[[ Provided data open ]]

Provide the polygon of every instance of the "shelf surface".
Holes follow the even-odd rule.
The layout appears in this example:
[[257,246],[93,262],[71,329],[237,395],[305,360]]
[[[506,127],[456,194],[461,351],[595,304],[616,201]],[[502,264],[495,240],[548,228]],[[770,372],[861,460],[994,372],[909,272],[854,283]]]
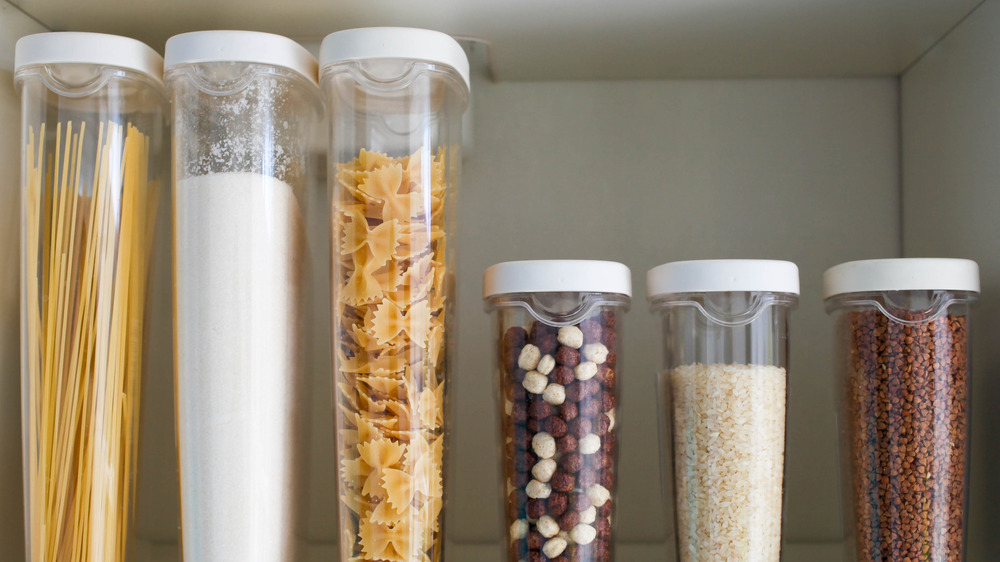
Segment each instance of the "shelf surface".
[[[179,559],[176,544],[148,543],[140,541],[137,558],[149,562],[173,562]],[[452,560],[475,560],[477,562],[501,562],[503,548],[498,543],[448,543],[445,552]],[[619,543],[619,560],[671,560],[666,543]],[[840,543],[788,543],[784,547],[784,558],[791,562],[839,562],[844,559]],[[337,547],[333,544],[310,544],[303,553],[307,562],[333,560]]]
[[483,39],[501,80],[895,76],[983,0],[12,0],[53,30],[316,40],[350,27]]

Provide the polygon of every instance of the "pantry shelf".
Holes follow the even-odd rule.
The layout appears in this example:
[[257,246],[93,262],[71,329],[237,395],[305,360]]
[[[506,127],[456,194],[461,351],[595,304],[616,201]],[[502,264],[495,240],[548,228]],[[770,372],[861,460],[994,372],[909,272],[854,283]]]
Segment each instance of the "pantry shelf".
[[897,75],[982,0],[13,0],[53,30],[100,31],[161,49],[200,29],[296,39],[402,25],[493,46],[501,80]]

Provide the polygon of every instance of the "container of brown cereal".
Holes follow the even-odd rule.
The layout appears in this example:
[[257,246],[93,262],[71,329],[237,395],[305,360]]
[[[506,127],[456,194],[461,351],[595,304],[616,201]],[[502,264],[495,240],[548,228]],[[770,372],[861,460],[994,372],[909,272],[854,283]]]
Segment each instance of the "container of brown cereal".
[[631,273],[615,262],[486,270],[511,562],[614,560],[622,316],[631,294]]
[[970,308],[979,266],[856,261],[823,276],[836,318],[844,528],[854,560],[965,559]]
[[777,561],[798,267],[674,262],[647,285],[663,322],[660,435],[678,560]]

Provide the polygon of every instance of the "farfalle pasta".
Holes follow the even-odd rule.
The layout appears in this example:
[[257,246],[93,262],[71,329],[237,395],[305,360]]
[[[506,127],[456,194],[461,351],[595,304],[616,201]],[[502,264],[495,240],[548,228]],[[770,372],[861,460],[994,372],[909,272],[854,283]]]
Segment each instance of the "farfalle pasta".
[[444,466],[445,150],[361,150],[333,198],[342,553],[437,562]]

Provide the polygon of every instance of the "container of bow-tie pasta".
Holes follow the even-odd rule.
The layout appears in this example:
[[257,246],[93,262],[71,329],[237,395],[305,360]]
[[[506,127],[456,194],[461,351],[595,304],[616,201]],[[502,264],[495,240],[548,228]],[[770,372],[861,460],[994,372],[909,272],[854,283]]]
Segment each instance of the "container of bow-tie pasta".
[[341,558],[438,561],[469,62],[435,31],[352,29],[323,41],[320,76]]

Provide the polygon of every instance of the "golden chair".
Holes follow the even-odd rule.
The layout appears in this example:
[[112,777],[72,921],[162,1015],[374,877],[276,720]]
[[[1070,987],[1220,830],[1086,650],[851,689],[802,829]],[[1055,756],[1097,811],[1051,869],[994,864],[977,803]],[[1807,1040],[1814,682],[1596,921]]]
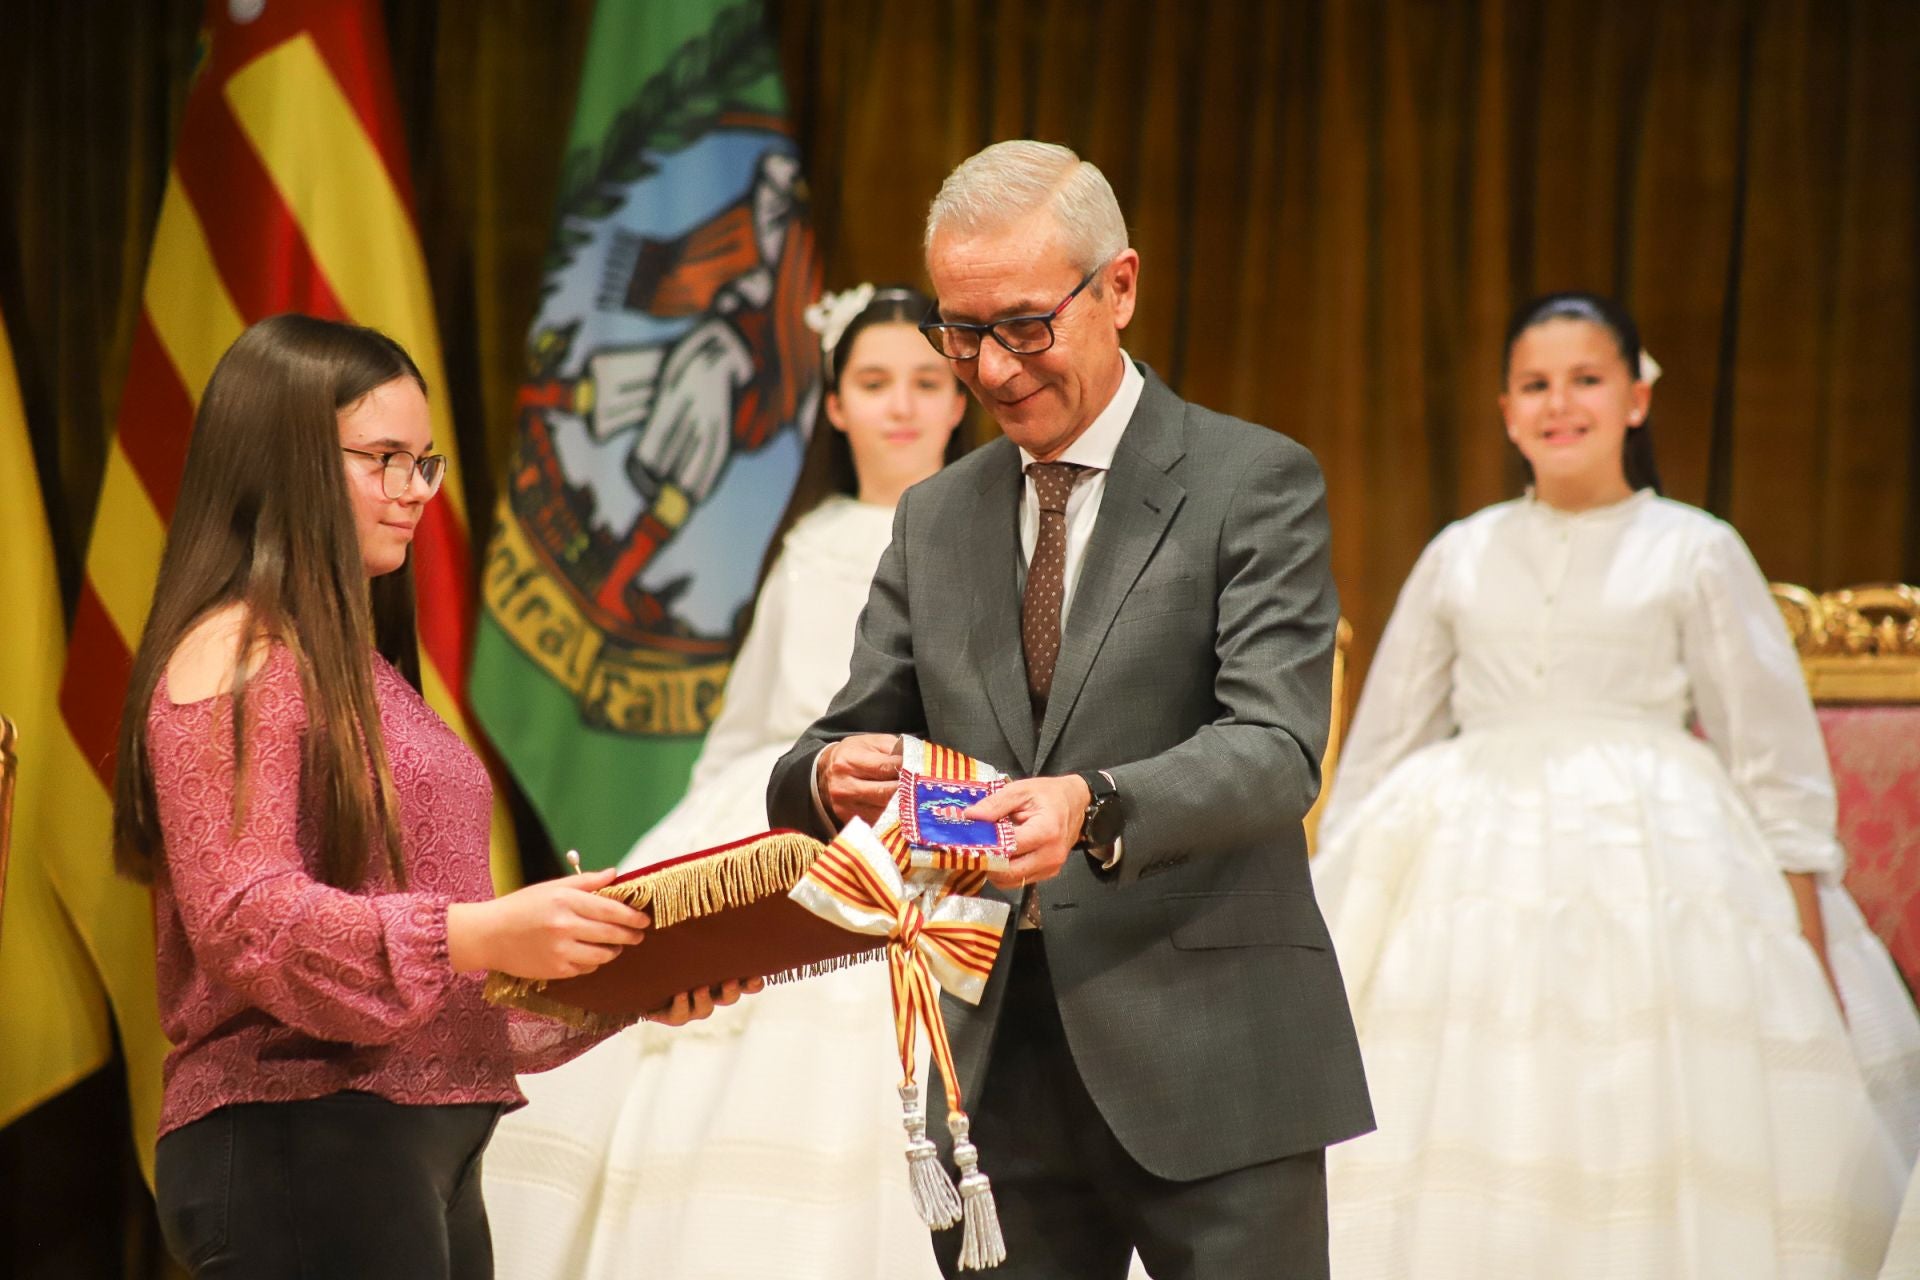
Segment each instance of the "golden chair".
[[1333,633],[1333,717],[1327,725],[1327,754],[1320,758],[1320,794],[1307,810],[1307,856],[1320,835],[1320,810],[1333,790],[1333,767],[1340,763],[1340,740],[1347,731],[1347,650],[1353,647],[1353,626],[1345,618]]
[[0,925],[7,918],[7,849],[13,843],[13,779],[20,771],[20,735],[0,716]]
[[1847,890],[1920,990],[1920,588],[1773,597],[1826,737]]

[[ Provided data closed ]]
[[ Provided data open ]]

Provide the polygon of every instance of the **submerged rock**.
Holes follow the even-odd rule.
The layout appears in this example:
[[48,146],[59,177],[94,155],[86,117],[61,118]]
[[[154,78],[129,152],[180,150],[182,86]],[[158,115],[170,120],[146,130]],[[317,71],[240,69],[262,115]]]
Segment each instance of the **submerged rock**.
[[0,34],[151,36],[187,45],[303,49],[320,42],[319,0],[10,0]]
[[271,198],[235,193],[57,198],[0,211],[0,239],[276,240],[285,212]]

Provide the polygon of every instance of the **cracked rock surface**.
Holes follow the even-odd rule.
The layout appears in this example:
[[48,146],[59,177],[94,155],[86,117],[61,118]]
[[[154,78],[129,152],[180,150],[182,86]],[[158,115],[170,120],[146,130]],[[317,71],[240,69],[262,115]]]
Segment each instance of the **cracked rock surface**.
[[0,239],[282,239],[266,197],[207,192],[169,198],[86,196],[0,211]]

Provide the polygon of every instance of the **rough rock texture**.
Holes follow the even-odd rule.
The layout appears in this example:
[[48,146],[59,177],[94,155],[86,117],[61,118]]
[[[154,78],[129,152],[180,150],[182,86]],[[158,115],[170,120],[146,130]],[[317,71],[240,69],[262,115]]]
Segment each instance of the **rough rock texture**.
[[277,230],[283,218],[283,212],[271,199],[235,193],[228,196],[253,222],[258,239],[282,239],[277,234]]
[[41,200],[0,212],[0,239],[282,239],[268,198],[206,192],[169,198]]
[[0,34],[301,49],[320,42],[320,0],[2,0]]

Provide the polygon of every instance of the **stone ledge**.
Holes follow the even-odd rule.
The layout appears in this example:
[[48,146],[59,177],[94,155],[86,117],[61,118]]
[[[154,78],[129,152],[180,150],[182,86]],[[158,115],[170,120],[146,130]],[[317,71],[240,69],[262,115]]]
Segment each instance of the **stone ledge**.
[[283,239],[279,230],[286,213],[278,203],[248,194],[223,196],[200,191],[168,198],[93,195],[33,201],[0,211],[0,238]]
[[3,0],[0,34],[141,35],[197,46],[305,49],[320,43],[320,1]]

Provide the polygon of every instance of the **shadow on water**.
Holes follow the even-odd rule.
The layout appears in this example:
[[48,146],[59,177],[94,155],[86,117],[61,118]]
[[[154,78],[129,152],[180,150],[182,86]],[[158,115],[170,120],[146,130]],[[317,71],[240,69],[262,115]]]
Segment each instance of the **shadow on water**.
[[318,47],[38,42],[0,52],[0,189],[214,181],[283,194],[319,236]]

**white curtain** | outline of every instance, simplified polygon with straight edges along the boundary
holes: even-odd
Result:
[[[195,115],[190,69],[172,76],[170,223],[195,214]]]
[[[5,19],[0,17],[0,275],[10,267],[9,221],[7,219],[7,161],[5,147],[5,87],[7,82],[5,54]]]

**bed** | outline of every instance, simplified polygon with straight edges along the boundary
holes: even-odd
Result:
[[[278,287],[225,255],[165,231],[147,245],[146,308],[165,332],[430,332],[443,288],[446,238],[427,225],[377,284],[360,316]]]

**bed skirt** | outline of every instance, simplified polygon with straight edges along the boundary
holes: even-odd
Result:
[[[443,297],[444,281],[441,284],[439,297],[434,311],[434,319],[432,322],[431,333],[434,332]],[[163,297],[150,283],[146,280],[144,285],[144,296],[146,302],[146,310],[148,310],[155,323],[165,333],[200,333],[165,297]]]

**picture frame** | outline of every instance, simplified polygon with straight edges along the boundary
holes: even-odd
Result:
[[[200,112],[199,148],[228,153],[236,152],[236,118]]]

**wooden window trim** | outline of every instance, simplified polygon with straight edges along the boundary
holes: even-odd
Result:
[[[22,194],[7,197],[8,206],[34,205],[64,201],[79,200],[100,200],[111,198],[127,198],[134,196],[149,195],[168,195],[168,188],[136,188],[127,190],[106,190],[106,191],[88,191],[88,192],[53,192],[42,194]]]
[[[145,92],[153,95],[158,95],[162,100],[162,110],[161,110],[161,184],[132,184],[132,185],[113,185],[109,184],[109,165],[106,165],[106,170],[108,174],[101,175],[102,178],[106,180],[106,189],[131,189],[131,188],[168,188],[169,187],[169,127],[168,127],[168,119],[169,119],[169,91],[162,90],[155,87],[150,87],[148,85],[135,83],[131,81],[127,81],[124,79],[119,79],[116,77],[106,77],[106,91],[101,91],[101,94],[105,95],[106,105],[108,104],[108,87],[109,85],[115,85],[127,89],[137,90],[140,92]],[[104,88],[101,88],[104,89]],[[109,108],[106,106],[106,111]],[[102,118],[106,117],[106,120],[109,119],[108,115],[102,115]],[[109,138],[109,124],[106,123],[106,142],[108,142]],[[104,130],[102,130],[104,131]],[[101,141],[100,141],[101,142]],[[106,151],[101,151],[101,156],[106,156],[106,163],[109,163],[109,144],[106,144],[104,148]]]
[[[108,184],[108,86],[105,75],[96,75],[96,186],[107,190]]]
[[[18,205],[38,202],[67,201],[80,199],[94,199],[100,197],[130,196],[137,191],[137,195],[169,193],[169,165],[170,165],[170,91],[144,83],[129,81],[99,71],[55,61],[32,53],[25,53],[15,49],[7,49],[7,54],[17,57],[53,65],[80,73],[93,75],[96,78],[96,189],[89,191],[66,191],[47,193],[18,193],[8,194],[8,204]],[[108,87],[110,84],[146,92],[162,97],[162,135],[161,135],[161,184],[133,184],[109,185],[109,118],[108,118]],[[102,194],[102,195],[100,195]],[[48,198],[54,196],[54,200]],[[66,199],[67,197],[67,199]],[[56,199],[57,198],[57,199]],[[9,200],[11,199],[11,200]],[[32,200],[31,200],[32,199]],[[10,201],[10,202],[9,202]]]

[[ Provided data closed ]]

Description of the task:
Tally the lines in these entries that have the string "outline" in them, then answer with the count and nothing else.

Reply to the task:
5